Instructions for the task:
Answer these questions from the text on inspirational teaching:
(a) Which two words does it set apart from "taught", and what do they suggest?
(b) What does success in exams become under inspirational teaching?
(c) What aim does all Curriculum for Excellence documentation cite?

Text passage:
☆ ☆ ☆ ☆ ☆
What does “inspirational teaching” involve? It’s difficult, admittedly, to give a dictionary definition, but there have to be in place some defining characteristics of inspiration before we can use the epithet.

First, the very term places emphasis on the teacher, the foundation of any learning process. Pupils cannot learn (and be assessed) unless first of all they have been taught - despite the zeitgeist. Not “trained” or “coached”, which suggests repeated instruction or tuition in successfully jumping specific exam hurdles.

Teaching, on the other hand, is a much more challenging and cerebral activity, and inspirational teaching involves engaging pupils in thinking, showing them alternative ways in which their studies can relate to the world, helping them understand connections between areas of learning and awakening their intellectual curiosity.

Inspirational teaching can achieve all that, and more. Success in exams becomes a by-product of what happens in the classroom, not an end in itself. And all because part of what concerns such teachers is the desire to create confidence in pupils, because confident pupils develop a continuing desire to be successful in life, including taking on responsibility for their own studies. Confidence? Responsibility? Two of the four capacities.

Maybe, then, the four capacities are not ends in themselves. Yet the fact that all Curriculum for Excellence documentation cites the aim of enabling young people to “become successful learners, confident individuals, responsible citizens, effective contributors” leads some to infer that the authors see them as destinations, as the end of the educational process.
☆ ☆ ☆ ☆ ☆
[Records]
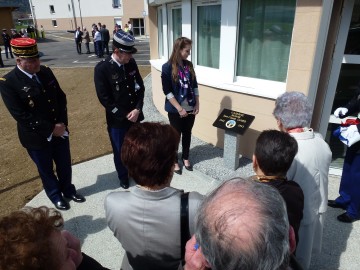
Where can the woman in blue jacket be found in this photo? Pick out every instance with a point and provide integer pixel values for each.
(182, 95)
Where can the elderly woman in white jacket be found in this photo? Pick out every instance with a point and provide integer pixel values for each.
(309, 169)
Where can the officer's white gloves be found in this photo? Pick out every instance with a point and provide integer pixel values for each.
(349, 135)
(340, 111)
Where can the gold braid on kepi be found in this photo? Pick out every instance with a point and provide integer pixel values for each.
(24, 47)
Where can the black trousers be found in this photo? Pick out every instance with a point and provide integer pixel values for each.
(183, 126)
(57, 152)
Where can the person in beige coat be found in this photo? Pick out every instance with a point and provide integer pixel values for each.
(309, 169)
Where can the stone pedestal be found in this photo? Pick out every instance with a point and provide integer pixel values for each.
(231, 150)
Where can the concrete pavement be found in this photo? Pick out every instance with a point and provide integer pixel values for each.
(96, 178)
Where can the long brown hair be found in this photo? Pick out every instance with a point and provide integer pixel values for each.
(176, 60)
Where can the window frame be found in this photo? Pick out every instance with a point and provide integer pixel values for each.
(161, 40)
(118, 5)
(210, 72)
(170, 9)
(52, 9)
(225, 76)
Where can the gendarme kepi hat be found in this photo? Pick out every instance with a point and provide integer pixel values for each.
(124, 42)
(24, 47)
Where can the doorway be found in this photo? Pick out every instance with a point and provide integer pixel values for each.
(344, 77)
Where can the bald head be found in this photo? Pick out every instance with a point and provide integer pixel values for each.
(243, 225)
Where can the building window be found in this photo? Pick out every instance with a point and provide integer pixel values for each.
(265, 30)
(208, 35)
(116, 4)
(160, 33)
(138, 26)
(175, 23)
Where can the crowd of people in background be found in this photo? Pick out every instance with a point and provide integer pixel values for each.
(100, 36)
(281, 230)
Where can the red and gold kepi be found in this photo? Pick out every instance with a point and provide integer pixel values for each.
(24, 47)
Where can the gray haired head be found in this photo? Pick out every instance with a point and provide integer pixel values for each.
(243, 224)
(293, 110)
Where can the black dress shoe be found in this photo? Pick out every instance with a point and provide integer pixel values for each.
(346, 218)
(189, 168)
(334, 204)
(62, 205)
(76, 197)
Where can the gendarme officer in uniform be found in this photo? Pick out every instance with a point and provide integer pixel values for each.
(120, 90)
(34, 98)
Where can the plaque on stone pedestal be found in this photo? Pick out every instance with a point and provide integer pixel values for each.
(233, 121)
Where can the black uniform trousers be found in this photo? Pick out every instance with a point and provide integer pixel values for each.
(58, 151)
(117, 136)
(183, 125)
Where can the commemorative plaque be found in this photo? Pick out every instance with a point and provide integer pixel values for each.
(233, 121)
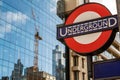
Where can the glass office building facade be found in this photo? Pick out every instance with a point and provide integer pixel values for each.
(18, 19)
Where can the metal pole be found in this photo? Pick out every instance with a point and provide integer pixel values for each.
(118, 11)
(89, 58)
(89, 66)
(67, 67)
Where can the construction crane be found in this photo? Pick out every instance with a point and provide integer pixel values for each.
(36, 44)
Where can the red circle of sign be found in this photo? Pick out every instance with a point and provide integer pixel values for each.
(103, 38)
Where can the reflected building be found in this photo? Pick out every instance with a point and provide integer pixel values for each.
(17, 72)
(58, 66)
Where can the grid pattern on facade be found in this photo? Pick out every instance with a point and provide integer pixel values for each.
(17, 29)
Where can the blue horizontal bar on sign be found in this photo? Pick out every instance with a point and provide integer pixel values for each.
(106, 69)
(87, 27)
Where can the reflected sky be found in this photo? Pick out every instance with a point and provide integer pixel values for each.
(17, 29)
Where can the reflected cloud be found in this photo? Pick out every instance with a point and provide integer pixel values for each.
(11, 17)
(16, 17)
(1, 3)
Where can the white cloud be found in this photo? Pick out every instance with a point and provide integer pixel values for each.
(53, 9)
(5, 29)
(11, 17)
(16, 17)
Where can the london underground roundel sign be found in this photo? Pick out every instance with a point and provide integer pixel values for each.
(92, 43)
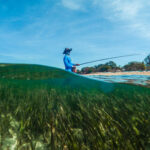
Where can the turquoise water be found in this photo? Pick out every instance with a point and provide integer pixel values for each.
(135, 79)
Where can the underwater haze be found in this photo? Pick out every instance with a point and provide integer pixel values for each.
(45, 108)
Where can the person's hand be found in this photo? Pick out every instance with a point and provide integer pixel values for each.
(77, 64)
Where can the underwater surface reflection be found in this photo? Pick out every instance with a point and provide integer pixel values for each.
(134, 79)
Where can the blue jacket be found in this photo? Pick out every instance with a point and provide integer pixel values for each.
☆ ☆ ☆ ☆ ☆
Answer below:
(a) "Trained" and "coached"; they suggest repeated instruction or tuition in successfully jumping specific exam hurdles.
(b) A by-product of what happens in the classroom, not an end in itself.
(c) Enabling young people to "become successful learners, confident individuals, responsible citizens, effective contributors".